⟨
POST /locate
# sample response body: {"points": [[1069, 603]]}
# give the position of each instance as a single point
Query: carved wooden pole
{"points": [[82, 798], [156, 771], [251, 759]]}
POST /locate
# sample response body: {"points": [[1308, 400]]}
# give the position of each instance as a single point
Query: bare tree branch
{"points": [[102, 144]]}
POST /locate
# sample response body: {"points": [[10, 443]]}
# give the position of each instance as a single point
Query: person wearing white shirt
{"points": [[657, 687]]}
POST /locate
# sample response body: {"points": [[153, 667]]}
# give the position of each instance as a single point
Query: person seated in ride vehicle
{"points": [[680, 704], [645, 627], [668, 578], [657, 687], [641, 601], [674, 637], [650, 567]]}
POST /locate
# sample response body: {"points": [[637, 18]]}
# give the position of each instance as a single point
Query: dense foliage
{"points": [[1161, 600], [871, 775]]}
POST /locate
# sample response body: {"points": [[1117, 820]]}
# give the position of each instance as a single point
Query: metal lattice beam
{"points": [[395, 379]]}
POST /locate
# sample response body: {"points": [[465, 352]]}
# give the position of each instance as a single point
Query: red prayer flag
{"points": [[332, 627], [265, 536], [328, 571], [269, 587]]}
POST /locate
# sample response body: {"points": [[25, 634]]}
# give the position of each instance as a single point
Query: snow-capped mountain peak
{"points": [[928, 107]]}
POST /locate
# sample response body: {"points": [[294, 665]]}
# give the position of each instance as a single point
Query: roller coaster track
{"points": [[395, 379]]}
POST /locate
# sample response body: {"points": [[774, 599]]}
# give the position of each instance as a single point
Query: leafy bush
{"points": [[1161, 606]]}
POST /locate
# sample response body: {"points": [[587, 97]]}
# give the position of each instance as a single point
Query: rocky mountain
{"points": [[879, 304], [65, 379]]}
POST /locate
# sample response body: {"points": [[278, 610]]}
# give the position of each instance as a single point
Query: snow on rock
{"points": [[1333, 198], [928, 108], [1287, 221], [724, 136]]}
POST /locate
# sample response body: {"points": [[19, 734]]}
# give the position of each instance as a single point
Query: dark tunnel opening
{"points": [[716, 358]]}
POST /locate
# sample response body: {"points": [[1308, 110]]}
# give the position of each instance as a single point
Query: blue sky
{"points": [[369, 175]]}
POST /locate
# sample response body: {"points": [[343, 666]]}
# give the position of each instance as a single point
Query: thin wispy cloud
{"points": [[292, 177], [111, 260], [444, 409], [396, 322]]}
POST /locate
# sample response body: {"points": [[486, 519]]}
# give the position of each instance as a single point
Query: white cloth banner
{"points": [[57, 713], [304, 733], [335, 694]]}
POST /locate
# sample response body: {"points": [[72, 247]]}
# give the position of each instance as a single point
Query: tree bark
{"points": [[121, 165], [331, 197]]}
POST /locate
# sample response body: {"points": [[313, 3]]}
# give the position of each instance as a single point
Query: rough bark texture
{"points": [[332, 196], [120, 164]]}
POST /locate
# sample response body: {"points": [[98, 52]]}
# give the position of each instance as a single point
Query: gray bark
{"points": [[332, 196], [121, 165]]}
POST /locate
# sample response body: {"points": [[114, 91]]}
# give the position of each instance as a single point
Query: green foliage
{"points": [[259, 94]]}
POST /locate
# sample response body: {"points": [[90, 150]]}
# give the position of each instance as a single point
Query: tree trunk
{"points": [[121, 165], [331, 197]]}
⟩
• _TASK OBJECTIVE_: Find every line in the rows above that contains the string "bark" and copy each one out. Case counts.

• _THE RESULT_:
Query: tree bark
Query: rough bark texture
Query: gray bark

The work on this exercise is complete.